Cohen was convicted of disturbing the peace. He wore a jacket bearing the words "Fuck the draft" while walking down a courthouse corridor. In overturning the conviction, a 5–4 Supreme Court held that the fighting words exception to first amendment protection did not apply where "no individual … likely to be present could reasonably have regarded the words … as a direct personal insult," and there was no showing that anyone who saw Cohen was in fact violently aroused or that … [he] … intended such a result." Both majority and dissenters suggested that the failure to show that violence was imminent as the result of the words was fatal to the state's case. The Court thus made clear that words, in the abstract, cannot be read out of the First Amendment; the "fighting words" doctrine depends on the context in which words are uttered.

The state's assertion of other justifications for punishing Cohen were similarly rejected: the jacket's message was not obscenity, because it was not erotic; the privacy interests of offended passers-by were insubstantial in this public place, and anyone offended might look away; there was no captive audience.

Cohen's chief doctrinal importance lies in its rejection of the notion that speech can constitutionally be prohibited by the state because it is offensive. Because offensiveness is an "inherently boundless" category, any such prohibition would suffer from the vice of vagueness. And the First Amendment protects not only the cool expression of ideas but also "otherwise inexpressible emotions."

> [Provided material]
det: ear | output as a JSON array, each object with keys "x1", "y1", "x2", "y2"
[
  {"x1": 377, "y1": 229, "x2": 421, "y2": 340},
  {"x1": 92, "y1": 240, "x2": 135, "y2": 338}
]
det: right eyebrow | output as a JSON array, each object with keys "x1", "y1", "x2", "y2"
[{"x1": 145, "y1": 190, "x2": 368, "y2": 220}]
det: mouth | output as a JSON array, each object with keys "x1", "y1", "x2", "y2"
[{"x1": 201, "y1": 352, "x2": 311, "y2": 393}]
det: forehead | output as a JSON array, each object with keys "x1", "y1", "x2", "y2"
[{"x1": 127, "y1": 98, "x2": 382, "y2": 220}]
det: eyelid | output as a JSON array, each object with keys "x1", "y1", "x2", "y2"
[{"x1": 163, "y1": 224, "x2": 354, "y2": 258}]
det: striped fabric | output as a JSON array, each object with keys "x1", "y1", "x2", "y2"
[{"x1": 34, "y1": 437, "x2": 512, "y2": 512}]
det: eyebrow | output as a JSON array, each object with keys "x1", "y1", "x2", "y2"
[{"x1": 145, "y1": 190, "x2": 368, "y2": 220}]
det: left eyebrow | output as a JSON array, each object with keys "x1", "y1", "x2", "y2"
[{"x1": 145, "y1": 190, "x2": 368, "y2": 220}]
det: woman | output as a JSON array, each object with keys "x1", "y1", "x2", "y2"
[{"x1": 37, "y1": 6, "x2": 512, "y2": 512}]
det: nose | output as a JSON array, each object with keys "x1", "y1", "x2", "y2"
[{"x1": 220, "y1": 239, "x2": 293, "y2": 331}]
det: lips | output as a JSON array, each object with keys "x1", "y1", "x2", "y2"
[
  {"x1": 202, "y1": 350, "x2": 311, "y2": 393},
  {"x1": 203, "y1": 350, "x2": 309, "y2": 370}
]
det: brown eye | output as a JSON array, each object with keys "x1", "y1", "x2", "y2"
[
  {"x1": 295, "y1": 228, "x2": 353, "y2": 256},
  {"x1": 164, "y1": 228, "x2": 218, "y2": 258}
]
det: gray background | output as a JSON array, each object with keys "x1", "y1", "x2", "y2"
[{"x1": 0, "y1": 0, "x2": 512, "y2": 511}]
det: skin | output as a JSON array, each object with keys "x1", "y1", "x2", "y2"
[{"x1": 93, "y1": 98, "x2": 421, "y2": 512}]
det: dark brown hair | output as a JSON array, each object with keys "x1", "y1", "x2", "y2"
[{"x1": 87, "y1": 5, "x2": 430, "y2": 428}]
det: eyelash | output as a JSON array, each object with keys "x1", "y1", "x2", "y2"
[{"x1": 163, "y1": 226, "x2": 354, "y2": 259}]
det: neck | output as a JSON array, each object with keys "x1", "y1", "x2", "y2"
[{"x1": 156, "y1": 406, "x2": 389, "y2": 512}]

...

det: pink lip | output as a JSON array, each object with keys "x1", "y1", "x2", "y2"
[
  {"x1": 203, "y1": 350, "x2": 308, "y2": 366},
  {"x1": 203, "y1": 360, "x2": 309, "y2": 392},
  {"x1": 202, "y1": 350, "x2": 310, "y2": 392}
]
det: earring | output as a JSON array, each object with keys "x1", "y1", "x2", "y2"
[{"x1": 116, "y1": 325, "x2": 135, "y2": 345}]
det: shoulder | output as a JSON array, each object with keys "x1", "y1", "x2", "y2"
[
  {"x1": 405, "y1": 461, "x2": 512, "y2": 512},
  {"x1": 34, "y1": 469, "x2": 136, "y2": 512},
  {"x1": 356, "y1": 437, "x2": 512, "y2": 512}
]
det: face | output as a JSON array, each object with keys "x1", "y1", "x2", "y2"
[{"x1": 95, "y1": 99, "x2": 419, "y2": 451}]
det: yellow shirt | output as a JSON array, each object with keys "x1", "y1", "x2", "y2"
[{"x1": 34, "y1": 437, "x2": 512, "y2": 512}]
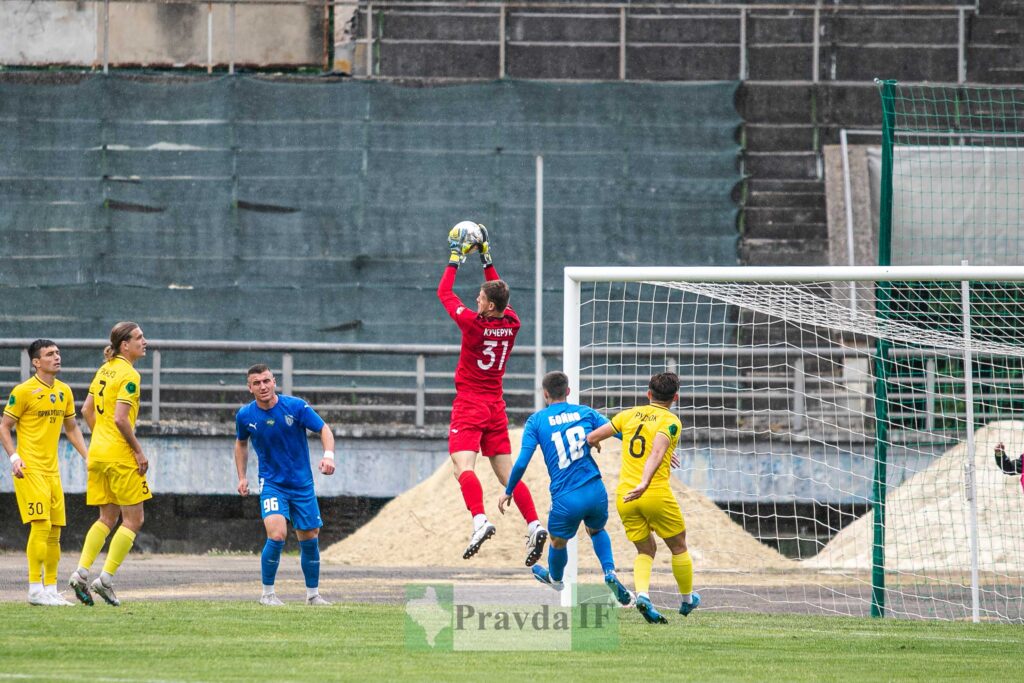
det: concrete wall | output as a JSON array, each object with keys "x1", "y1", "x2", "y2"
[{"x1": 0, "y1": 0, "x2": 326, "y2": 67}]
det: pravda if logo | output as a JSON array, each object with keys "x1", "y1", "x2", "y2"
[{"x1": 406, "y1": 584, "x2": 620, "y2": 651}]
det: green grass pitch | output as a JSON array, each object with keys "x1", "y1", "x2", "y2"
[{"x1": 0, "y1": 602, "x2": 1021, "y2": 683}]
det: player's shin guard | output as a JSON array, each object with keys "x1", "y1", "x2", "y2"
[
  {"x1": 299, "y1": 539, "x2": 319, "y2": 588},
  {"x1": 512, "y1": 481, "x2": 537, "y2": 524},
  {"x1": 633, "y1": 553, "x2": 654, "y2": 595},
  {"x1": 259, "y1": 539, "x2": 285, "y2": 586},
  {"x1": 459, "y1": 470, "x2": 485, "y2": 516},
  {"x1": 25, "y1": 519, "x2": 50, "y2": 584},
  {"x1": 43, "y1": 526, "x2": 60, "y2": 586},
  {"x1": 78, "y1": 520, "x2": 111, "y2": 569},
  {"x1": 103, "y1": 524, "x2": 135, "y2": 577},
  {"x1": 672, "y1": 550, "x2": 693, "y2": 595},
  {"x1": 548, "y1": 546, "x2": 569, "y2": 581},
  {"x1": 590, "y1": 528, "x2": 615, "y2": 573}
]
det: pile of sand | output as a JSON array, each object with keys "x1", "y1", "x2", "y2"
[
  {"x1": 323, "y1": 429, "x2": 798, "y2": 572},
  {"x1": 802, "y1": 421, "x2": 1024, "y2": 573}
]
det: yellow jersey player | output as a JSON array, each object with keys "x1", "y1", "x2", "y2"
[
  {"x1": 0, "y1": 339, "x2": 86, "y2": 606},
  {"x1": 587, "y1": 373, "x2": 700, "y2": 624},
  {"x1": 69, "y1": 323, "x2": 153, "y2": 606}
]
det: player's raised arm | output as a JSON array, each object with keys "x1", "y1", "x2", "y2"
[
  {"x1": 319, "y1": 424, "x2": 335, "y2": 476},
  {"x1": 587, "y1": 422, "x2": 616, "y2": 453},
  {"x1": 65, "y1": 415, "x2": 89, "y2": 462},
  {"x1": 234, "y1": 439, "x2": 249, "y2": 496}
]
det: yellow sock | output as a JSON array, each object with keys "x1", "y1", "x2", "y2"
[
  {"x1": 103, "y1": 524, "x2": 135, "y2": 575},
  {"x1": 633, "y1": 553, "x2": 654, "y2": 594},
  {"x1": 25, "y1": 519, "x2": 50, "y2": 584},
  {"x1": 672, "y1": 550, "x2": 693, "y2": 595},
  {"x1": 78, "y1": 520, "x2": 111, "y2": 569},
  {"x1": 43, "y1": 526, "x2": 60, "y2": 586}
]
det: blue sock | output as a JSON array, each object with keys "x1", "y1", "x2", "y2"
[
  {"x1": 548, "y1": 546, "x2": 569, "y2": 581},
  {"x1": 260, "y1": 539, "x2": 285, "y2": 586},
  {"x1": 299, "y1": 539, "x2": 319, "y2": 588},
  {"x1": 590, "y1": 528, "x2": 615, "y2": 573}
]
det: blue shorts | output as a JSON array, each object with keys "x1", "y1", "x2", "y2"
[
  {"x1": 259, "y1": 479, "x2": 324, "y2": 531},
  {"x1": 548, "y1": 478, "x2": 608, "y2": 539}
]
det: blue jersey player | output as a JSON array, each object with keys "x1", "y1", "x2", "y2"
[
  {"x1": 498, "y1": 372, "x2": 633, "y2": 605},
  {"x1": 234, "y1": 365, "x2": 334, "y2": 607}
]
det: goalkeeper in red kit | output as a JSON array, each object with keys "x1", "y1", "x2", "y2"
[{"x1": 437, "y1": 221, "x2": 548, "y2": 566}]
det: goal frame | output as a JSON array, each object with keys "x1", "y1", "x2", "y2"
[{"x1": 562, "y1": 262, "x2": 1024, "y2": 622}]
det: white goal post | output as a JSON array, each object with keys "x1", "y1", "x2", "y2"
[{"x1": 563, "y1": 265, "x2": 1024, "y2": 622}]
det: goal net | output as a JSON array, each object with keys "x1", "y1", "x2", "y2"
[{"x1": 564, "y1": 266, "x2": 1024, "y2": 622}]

> [Instructions]
[1] Using the Cohen passage, decide whether each statement agrees with it: (a) the Supreme Court decision overturning Cohen's conviction was 5–4; (b) the Court accepted the state's claim that the jacket's message was obscenity; (c) the First Amendment protects only the cool expression of ideas. Answer yes or no for each, and quote the words that settle it.
[2] Output the portion of the Cohen passage starting at "Cohen was convicted" and ending at "words are uttered.".
None of the items are needed here.

> [Responses]
[1]
(a) Yes: "a 5–4 Supreme Court held"
(b) No: "the jacket's message was not obscenity, because it was not erotic"
(c) No: "the First Amendment protects not only the cool expression of ideas but also "otherwise inexpressible emotions.""

[2]
Cohen was convicted of disturbing the peace. He wore a jacket bearing the words "Fuck the draft" while walking down a courthouse corridor. In overturning the conviction, a 5–4 Supreme Court held that the fighting words exception to first amendment protection did not apply where "no individual … likely to be present could reasonably have regarded the words … as a direct personal insult," and there was no showing that anyone who saw Cohen was in fact violently aroused or that … [he] … intended such a result." Both majority and dissenters suggested that the failure to show that violence was imminent as the result of the words was fatal to the state's case. The Court thus made clear that words, in the abstract, cannot be read out of the First Amendment; the "fighting words" doctrine depends on the context in which words are uttered.